**Task to complete:**
Take the data that follows and retype it word for word.

**Data in this exercise:**

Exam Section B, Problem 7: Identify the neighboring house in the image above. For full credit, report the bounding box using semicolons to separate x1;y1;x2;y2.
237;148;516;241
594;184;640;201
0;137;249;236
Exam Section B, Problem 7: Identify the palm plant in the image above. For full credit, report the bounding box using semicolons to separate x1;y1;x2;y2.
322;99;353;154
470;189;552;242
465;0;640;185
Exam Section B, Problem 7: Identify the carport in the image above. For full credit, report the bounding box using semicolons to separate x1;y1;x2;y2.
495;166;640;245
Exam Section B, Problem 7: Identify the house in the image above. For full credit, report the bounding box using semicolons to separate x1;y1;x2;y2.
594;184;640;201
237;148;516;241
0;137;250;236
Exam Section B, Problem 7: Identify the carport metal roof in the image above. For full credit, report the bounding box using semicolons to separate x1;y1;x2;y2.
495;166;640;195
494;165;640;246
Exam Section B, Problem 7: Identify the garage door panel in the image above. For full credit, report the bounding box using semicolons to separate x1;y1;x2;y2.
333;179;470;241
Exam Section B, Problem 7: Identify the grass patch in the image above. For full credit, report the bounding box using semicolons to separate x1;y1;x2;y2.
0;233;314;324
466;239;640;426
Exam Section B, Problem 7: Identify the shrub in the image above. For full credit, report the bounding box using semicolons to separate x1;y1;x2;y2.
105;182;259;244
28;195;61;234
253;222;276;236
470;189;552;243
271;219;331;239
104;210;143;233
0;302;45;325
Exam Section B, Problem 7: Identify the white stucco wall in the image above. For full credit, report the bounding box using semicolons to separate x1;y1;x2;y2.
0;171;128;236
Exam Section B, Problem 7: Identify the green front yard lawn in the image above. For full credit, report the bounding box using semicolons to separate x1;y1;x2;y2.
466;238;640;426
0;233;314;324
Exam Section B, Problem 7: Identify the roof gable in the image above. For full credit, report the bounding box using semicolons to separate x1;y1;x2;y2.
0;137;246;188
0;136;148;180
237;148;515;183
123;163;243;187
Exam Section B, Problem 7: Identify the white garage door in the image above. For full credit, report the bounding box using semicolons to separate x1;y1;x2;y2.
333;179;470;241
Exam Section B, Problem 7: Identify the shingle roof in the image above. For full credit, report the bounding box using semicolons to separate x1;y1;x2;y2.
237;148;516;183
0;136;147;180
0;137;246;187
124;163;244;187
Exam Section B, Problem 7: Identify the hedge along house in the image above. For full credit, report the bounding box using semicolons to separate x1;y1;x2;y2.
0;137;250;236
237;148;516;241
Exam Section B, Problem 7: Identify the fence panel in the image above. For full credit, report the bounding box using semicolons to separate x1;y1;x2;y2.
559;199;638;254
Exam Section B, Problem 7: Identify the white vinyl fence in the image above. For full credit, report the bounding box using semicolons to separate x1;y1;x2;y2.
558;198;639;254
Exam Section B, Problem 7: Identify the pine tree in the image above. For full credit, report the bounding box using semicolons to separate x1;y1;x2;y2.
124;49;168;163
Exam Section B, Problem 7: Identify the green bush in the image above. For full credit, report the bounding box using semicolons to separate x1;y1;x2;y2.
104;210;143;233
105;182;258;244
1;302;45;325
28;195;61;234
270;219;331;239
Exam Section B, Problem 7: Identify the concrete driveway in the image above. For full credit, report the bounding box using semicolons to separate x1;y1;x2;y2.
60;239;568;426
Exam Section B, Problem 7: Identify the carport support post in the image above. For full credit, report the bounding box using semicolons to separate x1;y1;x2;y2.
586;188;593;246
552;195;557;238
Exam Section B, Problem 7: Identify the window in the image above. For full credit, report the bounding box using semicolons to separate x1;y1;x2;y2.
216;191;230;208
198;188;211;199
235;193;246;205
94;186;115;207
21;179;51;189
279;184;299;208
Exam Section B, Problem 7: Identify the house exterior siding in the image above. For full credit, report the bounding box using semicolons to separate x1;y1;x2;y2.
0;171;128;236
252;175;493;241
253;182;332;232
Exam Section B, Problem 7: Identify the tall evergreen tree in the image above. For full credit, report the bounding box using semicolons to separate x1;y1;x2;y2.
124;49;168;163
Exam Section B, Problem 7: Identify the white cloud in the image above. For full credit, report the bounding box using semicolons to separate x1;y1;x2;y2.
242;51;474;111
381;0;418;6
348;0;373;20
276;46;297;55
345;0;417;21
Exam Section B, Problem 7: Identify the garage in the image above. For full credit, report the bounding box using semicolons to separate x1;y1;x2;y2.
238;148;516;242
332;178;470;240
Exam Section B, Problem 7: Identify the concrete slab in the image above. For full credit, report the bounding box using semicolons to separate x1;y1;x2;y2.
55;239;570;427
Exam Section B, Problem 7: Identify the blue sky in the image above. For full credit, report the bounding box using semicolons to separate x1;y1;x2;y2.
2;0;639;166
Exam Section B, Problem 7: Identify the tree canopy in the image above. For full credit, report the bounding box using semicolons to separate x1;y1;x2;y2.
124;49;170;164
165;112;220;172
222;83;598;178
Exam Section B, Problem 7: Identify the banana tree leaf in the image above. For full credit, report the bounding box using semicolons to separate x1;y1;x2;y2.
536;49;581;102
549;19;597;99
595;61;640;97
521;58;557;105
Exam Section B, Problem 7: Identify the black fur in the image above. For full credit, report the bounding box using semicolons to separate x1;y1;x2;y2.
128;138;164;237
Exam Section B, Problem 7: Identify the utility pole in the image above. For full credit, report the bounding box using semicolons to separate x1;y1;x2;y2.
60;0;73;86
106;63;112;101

**Output below:**
Exam Section B, Problem 7: Identify the neighboring house in the image above. For full credit, report the bounding box using semicolons to separate x1;y1;x2;y2.
237;148;516;241
594;184;640;201
0;137;249;236
Exam Section B, Problem 7: Identify the palm plant in the image above. For full credit, report the bounding box using semicolons to separate x1;y1;x2;y2.
322;99;353;154
470;189;552;242
465;0;640;185
Exam Section B, Problem 7: Identify the carport in the image above. For full credit, report the bounding box using semicolons to separate x1;y1;x2;y2.
495;166;640;245
Exam Section B, Problem 7: Identify the house in the image above. For full credit, report the bounding box using semicolons to separate x1;y1;x2;y2.
594;184;640;201
237;148;516;241
0;137;250;236
Exam Section B, Problem 7: Identify the carport metal roof in the image above. For full credit, report the bounding box using semicolons to separate x1;y1;x2;y2.
495;166;640;195
494;165;640;246
Exam Section B, Problem 7: Identify the garage door panel in the image above. For full credit, report the bounding box using semicolons to separate x1;y1;x2;y2.
333;179;470;241
Exam Section B, Problem 7: Identify the grass patch in the image above. For full credit, report the bounding box using semicolons to separate x1;y1;x2;y2.
0;233;314;324
466;239;640;426
Exam Section B, Problem 7: Identify the shrub in the image above. For full credit, report the bounding box using semicolons to separate x1;y1;x2;y2.
105;182;259;244
28;195;61;234
253;222;276;236
470;189;552;243
271;219;331;239
104;210;143;233
0;302;45;325
Exam Section B, Problem 7: Identify the white stucco wall in the image above. For full credit, report the bounding box using semicolons to separate x1;y1;x2;y2.
0;171;128;236
Exam Section B, Problem 7: Identify the green front yard lawn in the image above. For full credit, report the bounding box using semicolons to separate x1;y1;x2;y2.
466;238;640;426
0;233;314;324
Exam Section B, Problem 7: Identify the roof gable in the image above. For full credit, report the bounding box using semicolons to separate x1;y1;x2;y2.
0;137;246;188
0;136;148;180
237;148;515;183
123;163;243;187
Exam Section B, Problem 7: Identify the white garage door in the image above. For full credit, report the bounding box using semicolons to separate x1;y1;x2;y2.
333;179;470;241
Exam Section B, Problem 7: Identify the shingle roof in the image above. For full credit, report the bounding box using semicolons to separate x1;y1;x2;y2.
237;148;516;183
0;136;147;180
0;137;246;187
124;163;244;187
Exam Section B, Problem 7: Identify the hedge along house in the image above. For full credit, report the bounding box using semicolons to separate x1;y1;x2;y2.
0;137;250;236
237;148;516;241
Exam Section B, Problem 7: Identify the fence panel in the image above. For full credit, report the bounding box using semicolons to separate x1;y1;x2;y2.
559;199;638;254
Exam Section B, Problem 7: Identify the white vinyl fence in the image above. For full credit, report the bounding box using semicolons to separate x1;y1;x2;y2.
558;198;639;254
Exam Section B, Problem 7: Identify the pine tree in the image above. For full credit, report the bounding box using semicolons to separate x1;y1;x2;y2.
124;49;168;163
Exam Section B, Problem 7: Identify the green bush in the image above. For full credit, report the bounding box using semicolons to separate x1;y1;x2;y2.
104;210;143;233
105;182;258;244
1;302;45;325
28;195;61;234
270;219;331;239
Exam Section B, Problem 7: Identify the concrete driveway in the image above. For full credit, report the bounding box using semicolons to separate x1;y1;x2;y2.
60;239;568;426
Exam Section B, Problem 7: Identify the carport support post in the image above. For full credit, report the bounding box using semicolons to separate x1;y1;x2;y2.
586;188;593;246
552;195;557;238
Exam Section B, Problem 7: Identify the window in the image above. For full credit, report the bounding box using semicolons to separate x1;y1;x2;y2.
216;191;230;208
198;188;211;199
235;193;246;205
94;186;115;207
21;179;51;189
279;184;299;208
Exam Section B, Problem 7: Identify the house exterior siding in the image above. For full credit, report the bounding box using semicolons to separate x1;y1;x2;y2.
0;171;128;236
252;175;493;241
253;182;332;232
Exam Section B, Problem 7: Identify the tall evergreen tree in the image above. For full credit, report the bounding box using semicolons to separate x1;y1;x2;y2.
124;49;168;163
Exam Section B, Problem 7: Identify the white cloud in the image above. For full credit, report the bounding box using semicolons to separate x1;y1;x2;y2.
242;51;474;111
381;0;418;6
348;0;373;20
276;46;297;55
345;0;417;21
Exam Section B, Problem 7: Identify the garage in the image above. For full credit, report the bounding box using semicolons to separate x1;y1;x2;y2.
238;148;516;242
332;178;470;240
Exam Section B, Problem 7: Identify the concrete slab in the image above. For full credit, report the bounding box using semicolons to separate x1;y1;x2;y2.
55;239;570;427
Exam Section B, Problem 7: Identify the blue sky in the image above. For full credit, report the bounding box using semicolons to separate x1;y1;x2;y2.
2;0;639;166
Exam Section B, Problem 7: Identify the tree canopy in the image above. For full credit, report the bounding box using semicolons to separate x1;y1;x2;y2.
124;49;170;164
165;112;220;172
222;83;598;178
Exam Section B, Problem 7: Identify the banana tree leaf in the image above. For full credit, report the bounding box using semicolons to separate x1;y1;x2;y2.
536;49;581;102
549;19;597;99
595;61;640;97
521;58;557;105
Exam Section B, Problem 7: Identify the black fur in the image above. For full credit, report the bounding box using semicolons to separate x1;y1;x2;y2.
128;138;164;237
Exam Section B, Problem 7: Identify the utility pole in the image above. For full credit, report the bounding box using semicolons to separate x1;y1;x2;y2.
60;0;73;86
106;63;112;101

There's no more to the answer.